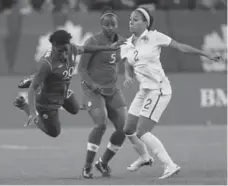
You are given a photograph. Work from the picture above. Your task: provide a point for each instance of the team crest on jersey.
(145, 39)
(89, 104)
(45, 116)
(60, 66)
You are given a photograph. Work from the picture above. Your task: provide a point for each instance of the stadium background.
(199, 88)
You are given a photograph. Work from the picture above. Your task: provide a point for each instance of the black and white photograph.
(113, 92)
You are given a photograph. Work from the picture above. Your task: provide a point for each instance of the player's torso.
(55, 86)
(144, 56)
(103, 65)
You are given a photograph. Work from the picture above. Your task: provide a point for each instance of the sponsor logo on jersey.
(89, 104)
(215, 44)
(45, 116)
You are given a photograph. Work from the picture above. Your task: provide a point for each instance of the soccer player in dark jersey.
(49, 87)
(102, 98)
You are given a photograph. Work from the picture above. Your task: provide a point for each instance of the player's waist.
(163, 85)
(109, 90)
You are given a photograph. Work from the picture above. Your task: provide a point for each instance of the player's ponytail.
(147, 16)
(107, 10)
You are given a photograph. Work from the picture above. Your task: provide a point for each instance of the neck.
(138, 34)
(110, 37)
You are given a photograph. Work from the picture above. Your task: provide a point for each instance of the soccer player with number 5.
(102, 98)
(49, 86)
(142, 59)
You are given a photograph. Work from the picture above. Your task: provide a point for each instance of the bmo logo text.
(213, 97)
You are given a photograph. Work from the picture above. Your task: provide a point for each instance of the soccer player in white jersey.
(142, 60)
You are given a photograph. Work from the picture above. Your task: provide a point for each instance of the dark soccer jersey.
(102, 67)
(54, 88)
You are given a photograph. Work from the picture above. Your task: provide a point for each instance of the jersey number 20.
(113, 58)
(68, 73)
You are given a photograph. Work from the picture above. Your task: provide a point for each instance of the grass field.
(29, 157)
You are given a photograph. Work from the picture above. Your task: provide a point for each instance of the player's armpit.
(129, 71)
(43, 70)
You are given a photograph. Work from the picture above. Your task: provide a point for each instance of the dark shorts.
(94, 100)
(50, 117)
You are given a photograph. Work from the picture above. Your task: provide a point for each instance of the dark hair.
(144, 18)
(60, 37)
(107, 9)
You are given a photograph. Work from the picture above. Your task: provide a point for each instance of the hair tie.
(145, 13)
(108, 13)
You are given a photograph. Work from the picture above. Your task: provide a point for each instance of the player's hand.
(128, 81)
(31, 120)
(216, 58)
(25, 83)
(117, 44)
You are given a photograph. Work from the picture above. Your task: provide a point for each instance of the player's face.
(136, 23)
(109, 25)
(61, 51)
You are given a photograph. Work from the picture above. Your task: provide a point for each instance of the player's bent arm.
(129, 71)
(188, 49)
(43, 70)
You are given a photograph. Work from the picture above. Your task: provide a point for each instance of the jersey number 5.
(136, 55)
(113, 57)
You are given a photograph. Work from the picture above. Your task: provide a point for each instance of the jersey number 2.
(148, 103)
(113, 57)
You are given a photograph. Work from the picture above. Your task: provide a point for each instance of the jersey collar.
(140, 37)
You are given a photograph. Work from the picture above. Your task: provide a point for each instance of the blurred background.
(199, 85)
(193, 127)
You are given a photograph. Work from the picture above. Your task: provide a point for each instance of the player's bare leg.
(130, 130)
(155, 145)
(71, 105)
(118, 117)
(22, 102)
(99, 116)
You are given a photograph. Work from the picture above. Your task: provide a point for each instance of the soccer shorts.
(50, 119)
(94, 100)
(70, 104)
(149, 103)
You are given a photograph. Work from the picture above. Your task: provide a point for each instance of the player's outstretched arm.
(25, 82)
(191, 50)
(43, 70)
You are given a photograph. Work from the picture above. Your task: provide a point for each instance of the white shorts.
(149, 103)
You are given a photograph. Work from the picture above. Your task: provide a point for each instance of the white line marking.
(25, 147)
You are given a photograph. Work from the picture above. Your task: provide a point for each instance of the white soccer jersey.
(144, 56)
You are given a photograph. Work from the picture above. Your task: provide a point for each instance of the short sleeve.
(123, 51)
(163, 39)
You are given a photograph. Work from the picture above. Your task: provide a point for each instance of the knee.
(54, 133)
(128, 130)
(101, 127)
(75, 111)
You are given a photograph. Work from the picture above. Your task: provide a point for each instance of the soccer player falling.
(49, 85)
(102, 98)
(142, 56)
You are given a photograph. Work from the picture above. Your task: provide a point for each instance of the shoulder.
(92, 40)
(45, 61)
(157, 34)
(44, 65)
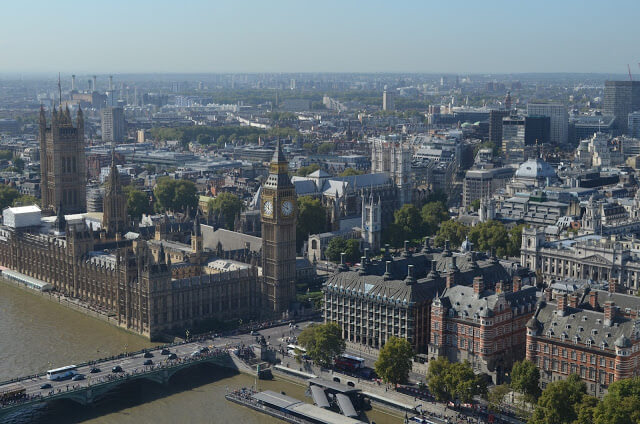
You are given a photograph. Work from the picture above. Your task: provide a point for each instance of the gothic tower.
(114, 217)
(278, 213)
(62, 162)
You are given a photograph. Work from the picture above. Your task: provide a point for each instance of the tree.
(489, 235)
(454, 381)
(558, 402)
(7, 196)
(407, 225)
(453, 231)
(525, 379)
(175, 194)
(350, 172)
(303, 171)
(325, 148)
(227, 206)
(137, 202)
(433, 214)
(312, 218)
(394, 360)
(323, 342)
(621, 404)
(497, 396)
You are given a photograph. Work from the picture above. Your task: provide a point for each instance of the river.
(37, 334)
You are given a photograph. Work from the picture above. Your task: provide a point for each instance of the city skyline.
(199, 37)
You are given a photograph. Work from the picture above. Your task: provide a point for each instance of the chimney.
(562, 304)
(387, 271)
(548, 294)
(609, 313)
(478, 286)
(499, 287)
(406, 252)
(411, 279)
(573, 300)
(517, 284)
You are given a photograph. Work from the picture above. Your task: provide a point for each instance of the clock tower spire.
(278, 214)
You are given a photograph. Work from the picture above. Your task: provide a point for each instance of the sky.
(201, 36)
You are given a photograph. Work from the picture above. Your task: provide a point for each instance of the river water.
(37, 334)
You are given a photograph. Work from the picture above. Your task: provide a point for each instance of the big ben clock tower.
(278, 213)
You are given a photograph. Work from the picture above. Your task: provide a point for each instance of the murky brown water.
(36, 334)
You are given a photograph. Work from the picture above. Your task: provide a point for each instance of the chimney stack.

==========

Task description
Could you give again exactly the lines from the line containing "clock tower spire." through the final line of the data above, and no others?

Final result
You are given a photograph. Work from the picture above. Your task: provide a point for each instance of the clock tower spire.
(278, 214)
You are given a photograph. Work from the picture above. Your task: provide a point for each instance of the sky.
(201, 36)
You are given a photograph. Work from the picture above. Your task: provide a point for each instance of the river water.
(37, 334)
You are given a photograph. Work from the picture above. Your task: provide a point for each instance of the big ben clock tower.
(278, 213)
You are given a photograph. Work from the picture above. Your task: provide a point for each instance of the murky brown water.
(36, 334)
You are given a photograph. Work from the picture above. Your task: provide a point for each instance of the chimney stack.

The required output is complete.